[[ Data to use open ]]
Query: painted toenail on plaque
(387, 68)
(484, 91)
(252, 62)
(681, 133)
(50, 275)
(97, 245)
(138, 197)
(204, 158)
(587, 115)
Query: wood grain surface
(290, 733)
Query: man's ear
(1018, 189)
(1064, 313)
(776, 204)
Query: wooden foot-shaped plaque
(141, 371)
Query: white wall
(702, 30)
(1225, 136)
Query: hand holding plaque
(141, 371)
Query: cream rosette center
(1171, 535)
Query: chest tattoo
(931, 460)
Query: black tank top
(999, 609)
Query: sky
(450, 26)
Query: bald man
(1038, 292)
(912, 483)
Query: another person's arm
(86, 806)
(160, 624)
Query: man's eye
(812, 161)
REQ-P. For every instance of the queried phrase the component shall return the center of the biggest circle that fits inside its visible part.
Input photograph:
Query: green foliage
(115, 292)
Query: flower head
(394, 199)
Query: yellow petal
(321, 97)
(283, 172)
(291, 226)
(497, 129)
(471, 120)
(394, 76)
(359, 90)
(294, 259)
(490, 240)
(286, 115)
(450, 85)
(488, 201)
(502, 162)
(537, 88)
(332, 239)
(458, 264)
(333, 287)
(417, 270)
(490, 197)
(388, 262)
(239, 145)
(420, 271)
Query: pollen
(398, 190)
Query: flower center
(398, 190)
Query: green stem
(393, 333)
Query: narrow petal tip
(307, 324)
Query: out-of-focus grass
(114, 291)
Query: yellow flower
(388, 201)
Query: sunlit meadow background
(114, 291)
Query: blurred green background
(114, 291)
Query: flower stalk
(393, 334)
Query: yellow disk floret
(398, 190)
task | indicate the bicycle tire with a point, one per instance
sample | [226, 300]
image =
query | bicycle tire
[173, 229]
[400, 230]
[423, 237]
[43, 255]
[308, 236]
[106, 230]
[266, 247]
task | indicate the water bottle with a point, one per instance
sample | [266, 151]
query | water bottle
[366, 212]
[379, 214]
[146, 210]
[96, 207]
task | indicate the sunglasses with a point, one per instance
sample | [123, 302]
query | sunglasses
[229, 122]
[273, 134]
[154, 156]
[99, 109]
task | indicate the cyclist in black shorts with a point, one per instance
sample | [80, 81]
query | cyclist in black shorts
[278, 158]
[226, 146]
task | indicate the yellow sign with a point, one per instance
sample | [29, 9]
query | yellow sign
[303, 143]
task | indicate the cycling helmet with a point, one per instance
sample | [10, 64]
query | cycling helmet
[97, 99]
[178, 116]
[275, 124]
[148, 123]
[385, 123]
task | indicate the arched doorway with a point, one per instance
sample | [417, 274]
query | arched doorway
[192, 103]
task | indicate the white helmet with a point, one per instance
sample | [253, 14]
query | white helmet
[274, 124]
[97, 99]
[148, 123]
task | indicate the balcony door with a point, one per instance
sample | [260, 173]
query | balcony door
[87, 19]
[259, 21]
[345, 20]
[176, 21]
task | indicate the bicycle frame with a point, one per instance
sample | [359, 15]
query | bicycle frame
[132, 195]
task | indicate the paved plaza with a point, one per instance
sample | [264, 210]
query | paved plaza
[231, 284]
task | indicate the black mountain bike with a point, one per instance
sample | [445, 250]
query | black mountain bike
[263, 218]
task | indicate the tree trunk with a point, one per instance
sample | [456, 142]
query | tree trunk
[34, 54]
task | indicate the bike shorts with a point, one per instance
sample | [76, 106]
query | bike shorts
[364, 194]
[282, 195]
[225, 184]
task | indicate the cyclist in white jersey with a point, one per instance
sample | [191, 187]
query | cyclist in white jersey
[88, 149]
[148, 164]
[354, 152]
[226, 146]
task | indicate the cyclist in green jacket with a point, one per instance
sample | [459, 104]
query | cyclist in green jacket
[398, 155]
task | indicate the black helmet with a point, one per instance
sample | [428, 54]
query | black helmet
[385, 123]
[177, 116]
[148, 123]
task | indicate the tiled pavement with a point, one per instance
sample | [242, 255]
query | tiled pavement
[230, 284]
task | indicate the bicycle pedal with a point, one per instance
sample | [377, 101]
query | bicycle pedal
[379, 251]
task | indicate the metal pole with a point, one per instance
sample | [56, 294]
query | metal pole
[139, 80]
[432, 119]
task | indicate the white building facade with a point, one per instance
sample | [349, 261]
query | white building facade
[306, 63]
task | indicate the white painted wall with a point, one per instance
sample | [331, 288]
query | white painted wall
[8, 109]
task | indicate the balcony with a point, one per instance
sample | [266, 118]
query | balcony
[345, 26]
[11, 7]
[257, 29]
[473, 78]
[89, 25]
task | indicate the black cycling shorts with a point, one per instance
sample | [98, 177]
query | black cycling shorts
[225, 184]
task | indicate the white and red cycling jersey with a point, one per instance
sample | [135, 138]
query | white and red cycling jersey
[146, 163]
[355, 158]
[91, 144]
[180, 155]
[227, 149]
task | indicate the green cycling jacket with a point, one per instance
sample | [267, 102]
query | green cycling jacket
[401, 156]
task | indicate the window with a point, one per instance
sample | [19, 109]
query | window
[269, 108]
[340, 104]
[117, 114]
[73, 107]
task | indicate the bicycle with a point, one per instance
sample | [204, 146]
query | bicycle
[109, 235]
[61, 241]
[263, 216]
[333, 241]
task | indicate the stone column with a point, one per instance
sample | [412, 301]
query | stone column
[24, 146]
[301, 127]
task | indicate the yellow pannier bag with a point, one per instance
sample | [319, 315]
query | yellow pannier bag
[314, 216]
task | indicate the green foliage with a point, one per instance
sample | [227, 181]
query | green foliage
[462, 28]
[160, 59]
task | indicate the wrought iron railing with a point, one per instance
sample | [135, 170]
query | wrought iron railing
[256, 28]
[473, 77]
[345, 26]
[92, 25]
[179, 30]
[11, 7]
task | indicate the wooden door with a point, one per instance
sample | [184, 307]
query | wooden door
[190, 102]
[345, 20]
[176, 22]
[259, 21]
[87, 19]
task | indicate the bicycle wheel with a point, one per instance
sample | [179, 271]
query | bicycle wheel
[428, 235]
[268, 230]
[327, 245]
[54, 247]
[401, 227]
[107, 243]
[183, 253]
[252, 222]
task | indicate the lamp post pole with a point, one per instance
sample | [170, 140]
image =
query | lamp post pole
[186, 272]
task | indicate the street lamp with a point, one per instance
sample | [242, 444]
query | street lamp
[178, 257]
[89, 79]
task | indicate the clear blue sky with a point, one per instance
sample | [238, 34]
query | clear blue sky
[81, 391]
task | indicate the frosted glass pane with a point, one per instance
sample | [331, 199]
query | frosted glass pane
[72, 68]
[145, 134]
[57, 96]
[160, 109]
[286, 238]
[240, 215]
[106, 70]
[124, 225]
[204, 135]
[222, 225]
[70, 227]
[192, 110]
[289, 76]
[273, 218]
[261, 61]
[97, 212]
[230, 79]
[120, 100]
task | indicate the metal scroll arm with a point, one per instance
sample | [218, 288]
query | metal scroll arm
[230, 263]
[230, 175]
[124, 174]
[[ Data to use closed ]]
[[ Data to use open ]]
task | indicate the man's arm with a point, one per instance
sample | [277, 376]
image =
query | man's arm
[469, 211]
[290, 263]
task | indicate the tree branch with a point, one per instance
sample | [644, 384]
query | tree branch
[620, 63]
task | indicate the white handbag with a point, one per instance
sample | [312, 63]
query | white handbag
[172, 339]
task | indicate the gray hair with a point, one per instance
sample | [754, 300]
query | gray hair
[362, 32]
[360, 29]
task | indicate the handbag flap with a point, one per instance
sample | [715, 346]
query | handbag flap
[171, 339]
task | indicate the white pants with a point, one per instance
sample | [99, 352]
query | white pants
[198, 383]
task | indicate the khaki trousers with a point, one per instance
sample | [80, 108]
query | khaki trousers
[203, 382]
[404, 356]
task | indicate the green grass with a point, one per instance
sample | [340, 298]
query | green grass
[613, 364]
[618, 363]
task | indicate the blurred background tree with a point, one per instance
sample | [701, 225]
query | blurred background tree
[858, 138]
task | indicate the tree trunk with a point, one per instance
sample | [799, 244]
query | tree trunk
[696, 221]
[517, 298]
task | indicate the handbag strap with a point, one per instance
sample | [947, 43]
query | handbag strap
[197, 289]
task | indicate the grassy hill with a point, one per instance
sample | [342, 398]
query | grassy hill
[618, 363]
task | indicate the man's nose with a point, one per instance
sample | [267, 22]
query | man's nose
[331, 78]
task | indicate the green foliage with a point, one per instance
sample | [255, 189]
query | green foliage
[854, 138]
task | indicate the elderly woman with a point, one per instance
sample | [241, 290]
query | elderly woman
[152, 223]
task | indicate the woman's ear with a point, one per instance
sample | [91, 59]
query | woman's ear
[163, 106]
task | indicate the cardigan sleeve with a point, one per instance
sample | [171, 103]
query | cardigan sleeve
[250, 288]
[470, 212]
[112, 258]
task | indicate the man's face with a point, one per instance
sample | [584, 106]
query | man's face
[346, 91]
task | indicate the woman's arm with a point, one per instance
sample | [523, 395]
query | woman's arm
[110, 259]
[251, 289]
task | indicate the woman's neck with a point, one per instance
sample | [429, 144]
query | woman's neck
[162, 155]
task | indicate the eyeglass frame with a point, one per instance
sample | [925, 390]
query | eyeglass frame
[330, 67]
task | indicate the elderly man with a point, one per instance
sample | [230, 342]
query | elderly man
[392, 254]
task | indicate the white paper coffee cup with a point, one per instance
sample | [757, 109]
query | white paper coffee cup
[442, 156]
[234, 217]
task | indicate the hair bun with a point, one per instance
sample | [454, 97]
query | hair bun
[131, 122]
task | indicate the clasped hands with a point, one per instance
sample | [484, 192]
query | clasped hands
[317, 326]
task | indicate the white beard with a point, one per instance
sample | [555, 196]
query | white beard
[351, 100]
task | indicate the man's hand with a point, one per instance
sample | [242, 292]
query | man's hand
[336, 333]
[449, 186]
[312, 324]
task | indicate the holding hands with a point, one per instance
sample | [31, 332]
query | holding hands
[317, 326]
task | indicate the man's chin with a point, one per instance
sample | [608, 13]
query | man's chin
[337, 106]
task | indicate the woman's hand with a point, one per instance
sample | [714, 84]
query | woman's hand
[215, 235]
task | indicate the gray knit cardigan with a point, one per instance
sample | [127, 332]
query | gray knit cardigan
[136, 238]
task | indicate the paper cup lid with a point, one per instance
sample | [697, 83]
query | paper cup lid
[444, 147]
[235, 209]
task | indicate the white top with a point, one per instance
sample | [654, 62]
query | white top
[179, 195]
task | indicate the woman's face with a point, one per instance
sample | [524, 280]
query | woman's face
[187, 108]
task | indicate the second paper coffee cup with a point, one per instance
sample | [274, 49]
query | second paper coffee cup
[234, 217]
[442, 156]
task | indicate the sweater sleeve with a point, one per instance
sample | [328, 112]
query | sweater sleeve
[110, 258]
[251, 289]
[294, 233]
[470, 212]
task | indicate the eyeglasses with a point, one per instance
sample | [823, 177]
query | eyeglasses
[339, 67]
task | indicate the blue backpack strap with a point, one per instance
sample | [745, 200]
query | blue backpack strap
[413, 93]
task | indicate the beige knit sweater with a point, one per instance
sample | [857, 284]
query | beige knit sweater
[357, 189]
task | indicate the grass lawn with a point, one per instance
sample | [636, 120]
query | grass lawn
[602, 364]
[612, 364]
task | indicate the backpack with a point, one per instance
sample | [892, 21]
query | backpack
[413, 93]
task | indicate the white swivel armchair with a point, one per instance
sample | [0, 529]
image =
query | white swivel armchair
[[ Data to use closed ]]
[[ Data to use open ]]
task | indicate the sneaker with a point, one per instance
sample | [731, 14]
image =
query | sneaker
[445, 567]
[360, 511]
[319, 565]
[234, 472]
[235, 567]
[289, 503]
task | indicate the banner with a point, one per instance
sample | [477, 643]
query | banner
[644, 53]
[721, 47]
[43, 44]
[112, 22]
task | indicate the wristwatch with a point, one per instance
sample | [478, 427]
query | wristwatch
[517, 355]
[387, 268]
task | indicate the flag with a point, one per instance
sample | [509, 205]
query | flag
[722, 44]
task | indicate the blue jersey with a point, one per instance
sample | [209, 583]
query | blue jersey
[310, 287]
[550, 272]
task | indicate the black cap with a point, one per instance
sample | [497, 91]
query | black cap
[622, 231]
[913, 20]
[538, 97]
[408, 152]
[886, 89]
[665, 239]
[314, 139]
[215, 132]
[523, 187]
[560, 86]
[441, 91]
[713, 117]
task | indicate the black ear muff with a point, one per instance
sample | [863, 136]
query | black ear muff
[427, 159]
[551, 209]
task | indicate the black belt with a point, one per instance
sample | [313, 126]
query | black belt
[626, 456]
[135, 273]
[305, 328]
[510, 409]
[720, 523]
[[ Data to use closed ]]
Wherever a line in the entries holds "armchair", copy that line.

Answer below:
task | indicate the white swivel armchair with a point, one per instance
query | white swivel armchair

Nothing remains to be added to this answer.